#### [Page extract]
● ● ● ● ● ● ●
The Collected and Ephemeral Works of
  Paulina Borsook
     California on My Mind



In the middle of the dotcom boom --- this was a really nutso-crazo time, particularly in the Bay Area


when it seemed like enemy invaders or Naziis or vampires had taken over --- people you'd known for years had been replaced by pod people and there were kinds of people in the Bay Area in numbers I'd never seen before (marketing weasels and financial sharpies and the kinds of female communications majors that if they are lucky, usually up marrying pro football players, for example). People were believing in the most ridiculous nonsense. It was also the era when, as a joke, I would make up the idea for a company and then it would come into existence! E-gravel! I-drycleaning! dogfood.com! And I'd think "no one could be stupid enough to fund those companies". And then they would materialize into existence.


One twilight I was driving from San Francisco to Berkeley,


and I happened to see something painted on the walls of one of the Financial District office-buildings visible from the lower deck of the Bay Bridge


--- a spot where there is now painted one of those patriotic gore red-white-and-blue yellow-ribbony exhortations: "United We Stand". You have to realize this was a time when billboards and cars and condoms were emblazoned with the names of the latest silly dotcom company.
● ● ● ● ● ● ●
Stored items
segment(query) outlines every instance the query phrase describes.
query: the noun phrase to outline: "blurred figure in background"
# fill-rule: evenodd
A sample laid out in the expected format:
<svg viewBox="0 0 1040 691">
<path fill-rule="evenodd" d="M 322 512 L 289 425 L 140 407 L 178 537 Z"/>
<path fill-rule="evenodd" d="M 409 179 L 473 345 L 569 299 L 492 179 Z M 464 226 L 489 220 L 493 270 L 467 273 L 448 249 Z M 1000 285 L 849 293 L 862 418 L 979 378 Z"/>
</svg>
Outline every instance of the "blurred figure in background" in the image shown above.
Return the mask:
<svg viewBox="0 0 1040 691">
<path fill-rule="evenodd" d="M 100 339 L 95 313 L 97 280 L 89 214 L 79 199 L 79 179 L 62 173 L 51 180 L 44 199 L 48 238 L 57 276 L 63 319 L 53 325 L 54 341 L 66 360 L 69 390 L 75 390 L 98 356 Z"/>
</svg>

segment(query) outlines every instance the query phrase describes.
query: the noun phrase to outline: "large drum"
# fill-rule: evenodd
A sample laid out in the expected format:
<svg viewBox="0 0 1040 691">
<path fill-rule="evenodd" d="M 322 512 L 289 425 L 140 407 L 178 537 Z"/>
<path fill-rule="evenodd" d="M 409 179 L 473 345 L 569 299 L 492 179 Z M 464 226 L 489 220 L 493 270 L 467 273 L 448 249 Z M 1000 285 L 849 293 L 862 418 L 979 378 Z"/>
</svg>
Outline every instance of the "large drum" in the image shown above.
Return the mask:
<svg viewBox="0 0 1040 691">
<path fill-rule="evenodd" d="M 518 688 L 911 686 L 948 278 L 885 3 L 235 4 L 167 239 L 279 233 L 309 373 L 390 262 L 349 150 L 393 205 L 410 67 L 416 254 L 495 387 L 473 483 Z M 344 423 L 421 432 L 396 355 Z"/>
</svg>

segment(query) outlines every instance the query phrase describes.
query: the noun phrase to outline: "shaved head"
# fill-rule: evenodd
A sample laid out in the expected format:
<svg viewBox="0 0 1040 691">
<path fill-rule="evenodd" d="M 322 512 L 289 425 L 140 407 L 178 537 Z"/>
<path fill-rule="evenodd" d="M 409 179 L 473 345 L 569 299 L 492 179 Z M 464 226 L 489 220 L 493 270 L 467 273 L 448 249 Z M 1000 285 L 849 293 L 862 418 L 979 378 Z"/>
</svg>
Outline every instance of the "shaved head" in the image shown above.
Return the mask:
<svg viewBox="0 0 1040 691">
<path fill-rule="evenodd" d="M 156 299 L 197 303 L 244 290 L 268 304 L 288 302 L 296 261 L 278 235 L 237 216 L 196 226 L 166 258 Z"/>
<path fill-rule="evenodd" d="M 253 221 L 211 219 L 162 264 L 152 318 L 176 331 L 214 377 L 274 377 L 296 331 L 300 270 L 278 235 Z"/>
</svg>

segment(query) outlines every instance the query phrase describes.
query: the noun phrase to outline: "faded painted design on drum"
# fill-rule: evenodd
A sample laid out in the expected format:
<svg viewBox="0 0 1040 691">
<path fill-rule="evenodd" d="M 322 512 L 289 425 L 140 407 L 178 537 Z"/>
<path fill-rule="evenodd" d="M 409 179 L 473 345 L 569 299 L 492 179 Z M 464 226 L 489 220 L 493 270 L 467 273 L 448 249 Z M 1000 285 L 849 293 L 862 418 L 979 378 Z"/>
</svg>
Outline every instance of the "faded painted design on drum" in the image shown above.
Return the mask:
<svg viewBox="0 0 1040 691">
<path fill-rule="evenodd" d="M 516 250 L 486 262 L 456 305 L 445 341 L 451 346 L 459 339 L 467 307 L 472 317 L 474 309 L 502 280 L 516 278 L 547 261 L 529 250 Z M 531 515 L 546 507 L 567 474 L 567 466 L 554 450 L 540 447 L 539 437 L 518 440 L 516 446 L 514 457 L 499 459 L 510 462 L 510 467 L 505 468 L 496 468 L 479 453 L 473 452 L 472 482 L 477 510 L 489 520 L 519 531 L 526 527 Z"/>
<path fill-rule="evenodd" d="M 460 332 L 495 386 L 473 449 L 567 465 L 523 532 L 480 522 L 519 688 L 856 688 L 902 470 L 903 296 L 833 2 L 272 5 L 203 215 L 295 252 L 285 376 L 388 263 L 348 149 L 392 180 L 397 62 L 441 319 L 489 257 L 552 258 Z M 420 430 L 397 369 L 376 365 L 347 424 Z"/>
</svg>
● ● ● ● ● ● ●
#### [Aim]
In the dotcom boom piece, write out the passage from "The Collected and" up to and including "materialize into existence.", substituting "South Bay" for every "Bay Area". The records were taken from a different source.

#### [Exercise answer]
The Collected and Ephemeral Works of
  Paulina Borsook
     California on My Mind



In the middle of the dotcom boom --- this was a really nutso-crazo time, particularly in the South Bay


when it seemed like enemy invaders or Naziis or vampires had taken over --- people you'd known for years had been replaced by pod people and there were kinds of people in the South Bay in numbers I'd never seen before (marketing weasels and financial sharpies and the kinds of female communications majors that if they are lucky, usually up marrying pro football players, for example). People were believing in the most ridiculous nonsense. It was also the era when, as a joke, I would make up the idea for a company and then it would come into existence! E-gravel! I-drycleaning! dogfood.com! And I'd think "no one could be stupid enough to fund those companies". And then they would materialize into existence.